## Source data
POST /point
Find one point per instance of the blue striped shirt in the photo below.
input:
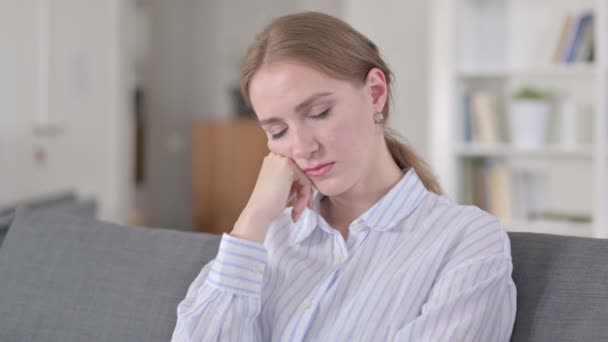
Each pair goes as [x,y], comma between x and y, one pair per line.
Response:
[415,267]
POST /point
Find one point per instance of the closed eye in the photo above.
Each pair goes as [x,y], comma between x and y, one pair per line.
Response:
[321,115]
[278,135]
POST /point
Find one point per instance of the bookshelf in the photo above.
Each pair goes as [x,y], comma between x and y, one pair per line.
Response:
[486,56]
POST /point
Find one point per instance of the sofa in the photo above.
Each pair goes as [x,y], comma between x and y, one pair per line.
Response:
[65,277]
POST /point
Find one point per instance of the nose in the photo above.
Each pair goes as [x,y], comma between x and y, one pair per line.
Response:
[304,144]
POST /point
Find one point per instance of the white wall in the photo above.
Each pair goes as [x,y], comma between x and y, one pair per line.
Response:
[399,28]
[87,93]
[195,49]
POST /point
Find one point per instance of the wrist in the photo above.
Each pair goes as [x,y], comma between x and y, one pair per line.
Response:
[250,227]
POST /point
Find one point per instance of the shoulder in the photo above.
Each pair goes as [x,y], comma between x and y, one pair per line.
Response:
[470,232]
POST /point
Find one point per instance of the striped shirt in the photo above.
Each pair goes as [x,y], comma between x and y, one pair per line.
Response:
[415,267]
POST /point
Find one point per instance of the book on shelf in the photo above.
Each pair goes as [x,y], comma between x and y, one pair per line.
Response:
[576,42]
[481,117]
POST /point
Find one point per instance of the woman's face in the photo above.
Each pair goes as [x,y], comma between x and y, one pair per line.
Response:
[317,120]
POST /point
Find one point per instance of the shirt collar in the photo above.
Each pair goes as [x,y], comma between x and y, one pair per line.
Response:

--

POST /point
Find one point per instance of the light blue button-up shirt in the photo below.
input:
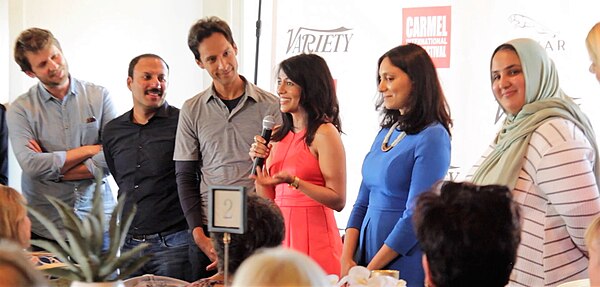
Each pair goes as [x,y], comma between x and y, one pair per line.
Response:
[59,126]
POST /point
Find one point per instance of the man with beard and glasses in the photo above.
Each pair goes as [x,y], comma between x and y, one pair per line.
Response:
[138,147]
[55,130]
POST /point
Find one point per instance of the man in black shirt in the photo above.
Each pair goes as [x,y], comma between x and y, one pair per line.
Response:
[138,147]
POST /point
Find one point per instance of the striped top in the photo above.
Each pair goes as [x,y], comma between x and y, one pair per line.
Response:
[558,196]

---

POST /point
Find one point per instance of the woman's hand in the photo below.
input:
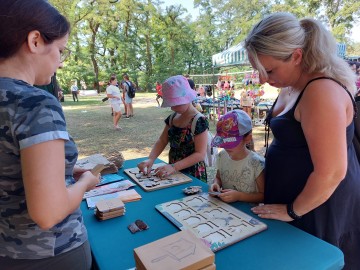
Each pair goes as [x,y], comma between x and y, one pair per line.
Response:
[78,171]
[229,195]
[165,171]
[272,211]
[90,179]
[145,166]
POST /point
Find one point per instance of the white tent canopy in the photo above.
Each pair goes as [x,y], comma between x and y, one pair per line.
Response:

## Exercise
Report every line in the records above that contains the word "shirt", copying each such line in full.

## Result of this exercise
Find one point per instance of the blue striped shirt in the photo below.
Find one point per instance of the striped shirt in the photo above.
Find one point per instance of the shirt collar in the photo above.
Find one point per instance of the light blue button-up shirt in the photo below.
Find one point per instance of the man in black shirt in the photo above.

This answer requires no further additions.